## [Task requirements]
After finding the line with "Where can the foggy" in the entries below, retype exactly each line from there through the line with "Where can the tall", including that final line.

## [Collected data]
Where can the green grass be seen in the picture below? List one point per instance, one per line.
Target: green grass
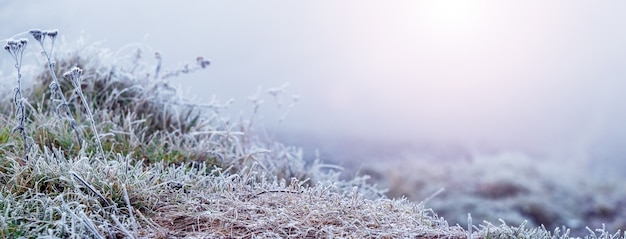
(174, 169)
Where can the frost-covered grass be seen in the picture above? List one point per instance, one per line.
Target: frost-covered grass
(113, 151)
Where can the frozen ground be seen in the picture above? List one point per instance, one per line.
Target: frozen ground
(490, 184)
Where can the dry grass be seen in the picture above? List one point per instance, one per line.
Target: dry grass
(177, 170)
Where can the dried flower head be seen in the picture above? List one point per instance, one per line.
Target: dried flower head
(16, 48)
(73, 74)
(37, 34)
(52, 33)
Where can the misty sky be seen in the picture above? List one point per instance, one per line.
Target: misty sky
(541, 75)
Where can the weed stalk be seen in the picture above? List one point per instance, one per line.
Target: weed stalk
(16, 49)
(55, 87)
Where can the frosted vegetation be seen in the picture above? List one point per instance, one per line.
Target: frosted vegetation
(95, 144)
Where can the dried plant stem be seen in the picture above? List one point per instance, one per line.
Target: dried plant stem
(55, 87)
(74, 75)
(16, 49)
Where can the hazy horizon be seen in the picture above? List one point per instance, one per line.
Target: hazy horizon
(537, 75)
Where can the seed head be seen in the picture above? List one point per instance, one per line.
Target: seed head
(37, 34)
(73, 74)
(52, 33)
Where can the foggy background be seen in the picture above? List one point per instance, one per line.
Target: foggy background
(543, 78)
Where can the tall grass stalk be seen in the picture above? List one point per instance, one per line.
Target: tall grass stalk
(55, 87)
(74, 75)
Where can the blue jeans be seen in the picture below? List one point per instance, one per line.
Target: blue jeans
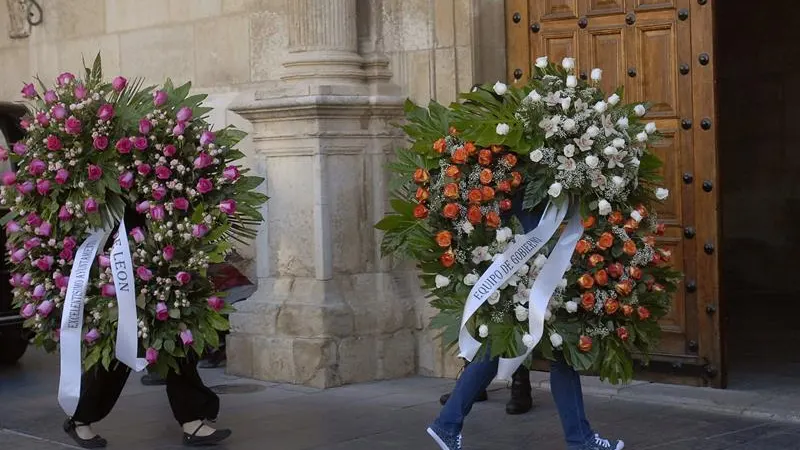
(565, 383)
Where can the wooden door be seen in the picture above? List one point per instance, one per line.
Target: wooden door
(660, 51)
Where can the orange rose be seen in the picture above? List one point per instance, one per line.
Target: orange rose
(585, 344)
(583, 247)
(447, 259)
(487, 193)
(421, 176)
(451, 211)
(624, 288)
(606, 241)
(587, 301)
(475, 196)
(451, 190)
(474, 215)
(422, 194)
(440, 146)
(586, 281)
(444, 238)
(622, 332)
(595, 259)
(452, 172)
(459, 156)
(486, 176)
(493, 220)
(485, 157)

## [Task response]
Where can the foggy background be seen in the picture above? List one point per instance, one per line.
Target: foggy background
(543, 78)
Where can the tall grass stalk be seen in the picture above? List one point per instance, one per line.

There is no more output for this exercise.